EXERCISE PROMPT =
Retype the passage of the startup account below between "Truth be told, having" and "downtown Four Seasons.", inclusive.

SELECTION =
┏━━
Truth be told, having missing ingredient number 3 might’ve given us missing ingredients number 1 and 2.

Montage of photos of the office for the first job
Click the montage to see the Flickr photoset.

Perhaps I’ll write about it at length someday, but for now a quick summary of what happened to this startup will have to suffice. They burned through money irresponsibly in many ways, including:

  • Renting office space in a pricey office building in a posh boutique district of town. We were located between the Mont Blanc and Ports International stores and across the street from the downtown Four Seasons.
  • Hiring an interior decorator to do a custom design of the office space, with custom furniture. I’d have kept the decent chairs, but we would’ve been just as productive with folding tables as we were with the custom desks.
  • Purchasing two large flat-screen TVs, neither of which were ever used for business purposes. They were pretty great for Wii and Xbox 360 games, though.
  • The ice sculpture and oyster shucker at the office-warming party. The party was black tie optional for some reason that still eludes me. At least they scaled down their ice sculpture purchase; they originally wanted the Chrysler Building, but settled for the less complex (and less expensive) company logo instead.

The ice sculpture at the office-warming party.
The ice sculpture at the office-warming party.

Alarmed at the company’s burn rate and lack of income, the source of the startup’s funding threatened to cut off the money. We were then informed by the CEO that unless we accelerated the schedule unreasonably, we’d all have to take a 20% pay cut. He went on vacation to Hawaii with his girlfriend a couple of days after that because he always went on vacation to Hawaii with his girlfriend at that time of year, crisis at his own company be damned.

While he was away, the entire senior developer team, of which I was part, started circulating their resumes and putting out the word that they were looking for new jobs. Within six weeks, the senior team had left the company. Within six months, the company had all but vanished. The website for the software no longer works, and the website for the company is now a single page showing the startup logo and nothing more.

My job at the startup, which had gone from dream to nightmare, lasted three months and a few days. The name of the startup still gets mentioned from time to time at local geek gatherings, sometimes as a cautionary tale, sometimes as a joke.

The Second Job (March 2008 – September 2008)

While searching around for jobs, I noticed that b5media was looking for a technical project manager. “b5”, as they’re often called, is a local startup success story, having grown from a small core of five bloggers and an office in Mark Evans’ garage to a network of over 300 blogs. I also knew that they’d landed funding thanks to meeting VC Rick Segal at DemoCamp, a semi-regular “show and tell” event for the Toronto tech community that I help host.

I showed up at b5media for an interview at 11:00 a.m. on one cold day in February, expecting a one-hour interview. It turned into a seven-hour series of multiple interviews with various people at the company, mostly testing me for how well I fit in with the office’s culture. I pretty much landed the job that day, and a couple of weeks later, I had my first day on the job, which involved flying down to Austin, Texas to attend the South by Southwest Interactive Festival for a week. I’d have to say that it was the best first week on the job I’ve ever had.
┗━━
DATASET RECORDS =
┏━━
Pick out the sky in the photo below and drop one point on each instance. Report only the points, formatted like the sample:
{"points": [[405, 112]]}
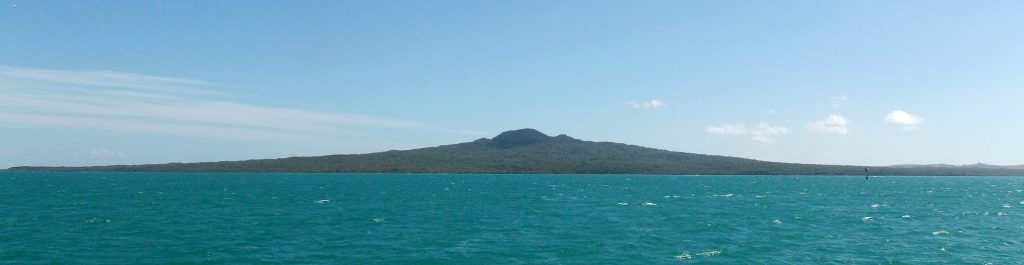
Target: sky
{"points": [[824, 82]]}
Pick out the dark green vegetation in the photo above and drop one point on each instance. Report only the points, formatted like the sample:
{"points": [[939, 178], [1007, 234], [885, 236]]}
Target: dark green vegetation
{"points": [[530, 151]]}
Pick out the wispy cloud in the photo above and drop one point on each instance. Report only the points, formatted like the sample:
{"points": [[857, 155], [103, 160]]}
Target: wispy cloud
{"points": [[727, 129], [653, 103], [126, 101], [834, 124], [762, 133], [839, 101], [907, 121], [105, 153]]}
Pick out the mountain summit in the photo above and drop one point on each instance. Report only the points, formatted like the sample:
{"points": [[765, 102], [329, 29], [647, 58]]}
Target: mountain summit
{"points": [[522, 137], [530, 151]]}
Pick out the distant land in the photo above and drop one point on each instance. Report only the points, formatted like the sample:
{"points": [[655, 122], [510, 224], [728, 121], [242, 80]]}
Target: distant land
{"points": [[530, 151]]}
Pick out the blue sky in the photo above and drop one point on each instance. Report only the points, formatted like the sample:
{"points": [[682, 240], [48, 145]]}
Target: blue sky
{"points": [[830, 82]]}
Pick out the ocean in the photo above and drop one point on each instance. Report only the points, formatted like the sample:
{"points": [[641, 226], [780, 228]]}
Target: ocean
{"points": [[174, 218]]}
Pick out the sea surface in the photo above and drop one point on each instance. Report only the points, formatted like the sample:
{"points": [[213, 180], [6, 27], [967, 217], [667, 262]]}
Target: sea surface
{"points": [[171, 218]]}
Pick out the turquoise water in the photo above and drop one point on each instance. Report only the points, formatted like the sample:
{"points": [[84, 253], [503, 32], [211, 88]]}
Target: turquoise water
{"points": [[121, 218]]}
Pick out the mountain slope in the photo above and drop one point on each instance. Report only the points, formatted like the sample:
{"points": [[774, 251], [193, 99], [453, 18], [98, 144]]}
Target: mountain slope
{"points": [[528, 150]]}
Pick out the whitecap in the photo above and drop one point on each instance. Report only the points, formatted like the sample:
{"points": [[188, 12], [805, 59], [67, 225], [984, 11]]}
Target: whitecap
{"points": [[684, 256], [710, 254], [96, 220]]}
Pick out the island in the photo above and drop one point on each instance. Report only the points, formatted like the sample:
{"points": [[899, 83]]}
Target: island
{"points": [[530, 151]]}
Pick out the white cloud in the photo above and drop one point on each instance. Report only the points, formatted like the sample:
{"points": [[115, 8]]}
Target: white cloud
{"points": [[653, 103], [104, 153], [907, 121], [834, 124], [124, 101], [839, 101], [727, 129], [762, 133]]}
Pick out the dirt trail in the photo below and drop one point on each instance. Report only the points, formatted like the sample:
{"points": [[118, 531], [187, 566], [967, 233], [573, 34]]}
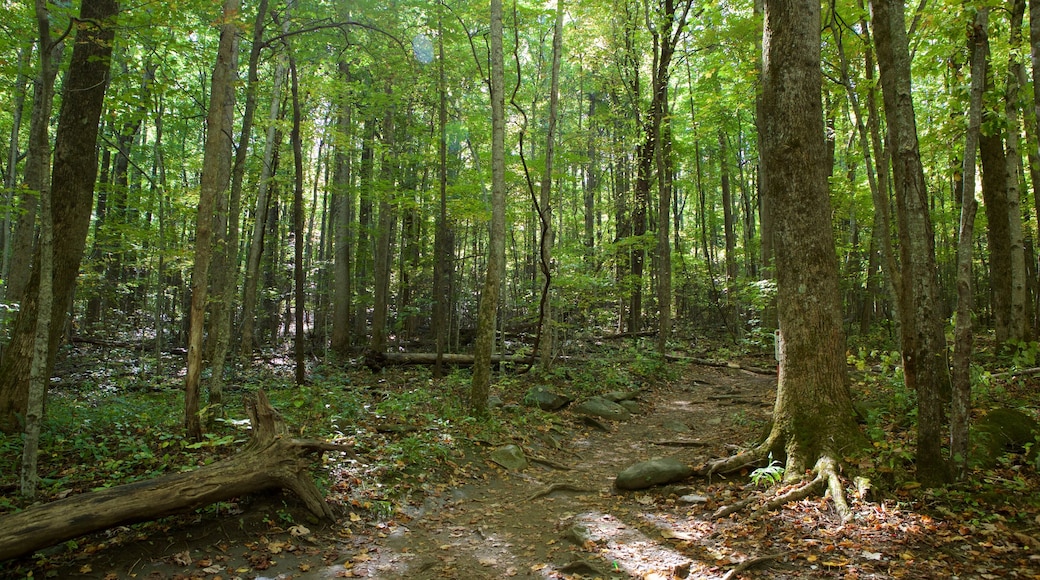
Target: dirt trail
{"points": [[491, 527], [583, 527]]}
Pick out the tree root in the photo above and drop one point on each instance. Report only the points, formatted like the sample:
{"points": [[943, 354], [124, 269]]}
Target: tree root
{"points": [[548, 490], [752, 562], [826, 478]]}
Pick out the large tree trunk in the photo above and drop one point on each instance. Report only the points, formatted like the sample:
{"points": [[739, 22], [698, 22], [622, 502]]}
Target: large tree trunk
{"points": [[485, 344], [270, 459], [813, 416], [73, 176], [923, 339], [214, 181]]}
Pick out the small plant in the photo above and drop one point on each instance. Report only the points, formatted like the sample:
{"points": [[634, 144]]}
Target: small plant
{"points": [[769, 475]]}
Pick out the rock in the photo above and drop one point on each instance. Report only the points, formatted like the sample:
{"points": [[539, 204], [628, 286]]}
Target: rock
{"points": [[632, 406], [511, 457], [676, 426], [654, 472], [618, 396], [999, 429], [598, 406], [546, 400]]}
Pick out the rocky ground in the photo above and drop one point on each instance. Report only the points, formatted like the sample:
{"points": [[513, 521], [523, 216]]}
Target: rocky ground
{"points": [[562, 517]]}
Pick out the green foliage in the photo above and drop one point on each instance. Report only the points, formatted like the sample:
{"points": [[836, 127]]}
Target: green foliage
{"points": [[769, 475]]}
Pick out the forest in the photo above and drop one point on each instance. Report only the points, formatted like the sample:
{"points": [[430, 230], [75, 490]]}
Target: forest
{"points": [[373, 254]]}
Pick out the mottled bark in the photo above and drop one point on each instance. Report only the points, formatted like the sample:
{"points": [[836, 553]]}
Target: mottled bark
{"points": [[924, 343], [73, 175]]}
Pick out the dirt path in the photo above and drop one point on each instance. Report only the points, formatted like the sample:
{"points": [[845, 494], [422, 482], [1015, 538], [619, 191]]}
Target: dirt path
{"points": [[550, 523]]}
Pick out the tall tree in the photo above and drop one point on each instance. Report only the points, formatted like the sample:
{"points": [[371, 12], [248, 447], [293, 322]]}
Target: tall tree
{"points": [[963, 335], [73, 175], [213, 183], [484, 347], [813, 421], [924, 343]]}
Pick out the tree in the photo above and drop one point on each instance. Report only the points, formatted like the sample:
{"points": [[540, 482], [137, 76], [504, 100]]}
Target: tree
{"points": [[484, 347], [73, 175], [214, 181], [924, 344], [813, 424]]}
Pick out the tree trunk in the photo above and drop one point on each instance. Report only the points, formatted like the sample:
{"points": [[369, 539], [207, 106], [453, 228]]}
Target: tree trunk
{"points": [[1019, 328], [341, 223], [300, 331], [813, 416], [442, 238], [963, 337], [485, 344], [924, 342], [75, 169], [269, 460], [260, 215], [214, 181]]}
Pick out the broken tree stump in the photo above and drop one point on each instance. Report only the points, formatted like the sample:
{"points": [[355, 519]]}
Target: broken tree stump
{"points": [[269, 459]]}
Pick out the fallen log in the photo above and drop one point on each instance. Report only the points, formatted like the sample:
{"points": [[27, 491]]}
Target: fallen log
{"points": [[431, 358], [269, 459]]}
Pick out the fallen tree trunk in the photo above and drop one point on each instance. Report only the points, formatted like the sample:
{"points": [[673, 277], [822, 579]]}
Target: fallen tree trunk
{"points": [[270, 459]]}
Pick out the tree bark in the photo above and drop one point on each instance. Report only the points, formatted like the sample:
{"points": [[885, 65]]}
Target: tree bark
{"points": [[214, 181], [260, 214], [74, 172], [812, 416], [963, 337], [1019, 320], [923, 340], [485, 344], [270, 459]]}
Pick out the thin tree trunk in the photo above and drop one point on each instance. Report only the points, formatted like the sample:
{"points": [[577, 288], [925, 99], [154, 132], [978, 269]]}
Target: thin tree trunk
{"points": [[74, 172], [214, 181], [485, 344], [297, 229], [260, 215], [1019, 325], [923, 339], [225, 283]]}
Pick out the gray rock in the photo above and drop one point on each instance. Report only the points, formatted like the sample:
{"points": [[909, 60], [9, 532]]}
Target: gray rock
{"points": [[546, 400], [676, 426], [654, 472], [511, 457], [632, 406], [598, 406], [618, 396]]}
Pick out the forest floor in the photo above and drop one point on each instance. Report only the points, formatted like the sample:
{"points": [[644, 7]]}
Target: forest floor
{"points": [[562, 517]]}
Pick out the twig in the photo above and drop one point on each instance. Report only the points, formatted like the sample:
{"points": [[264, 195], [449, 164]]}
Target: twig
{"points": [[560, 488], [751, 562]]}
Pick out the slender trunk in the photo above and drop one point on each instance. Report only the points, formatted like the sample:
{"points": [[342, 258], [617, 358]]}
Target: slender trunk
{"points": [[963, 338], [1019, 326], [260, 220], [214, 181], [545, 201], [299, 241], [73, 174], [485, 344], [923, 339]]}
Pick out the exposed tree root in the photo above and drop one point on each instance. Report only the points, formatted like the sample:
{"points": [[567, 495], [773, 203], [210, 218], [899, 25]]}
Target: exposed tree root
{"points": [[826, 478], [752, 562], [548, 490]]}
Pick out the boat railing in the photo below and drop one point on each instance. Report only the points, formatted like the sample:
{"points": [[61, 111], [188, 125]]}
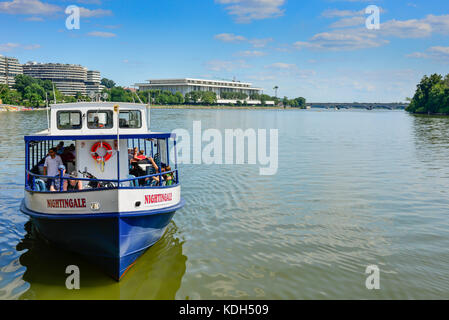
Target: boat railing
{"points": [[100, 184]]}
┗━━
TASK OUTPUT =
Truth be told, having missing ingredient number 3 might’ve given us missing ingredients number 1 and 2.

Montage of photos of the office for the first job
Click the montage to see the Flickr photoset.

Perhaps I’ll write about it at length someday, but for now a quick summary of what happened to this startup will have to suffice. They burned through money irresponsibly in many ways, including:

  • Renting office space in a pricey office building in a posh boutique district of town. We were located between the Mont Blanc and Ports International stores and across the street from the downtown Four Seasons.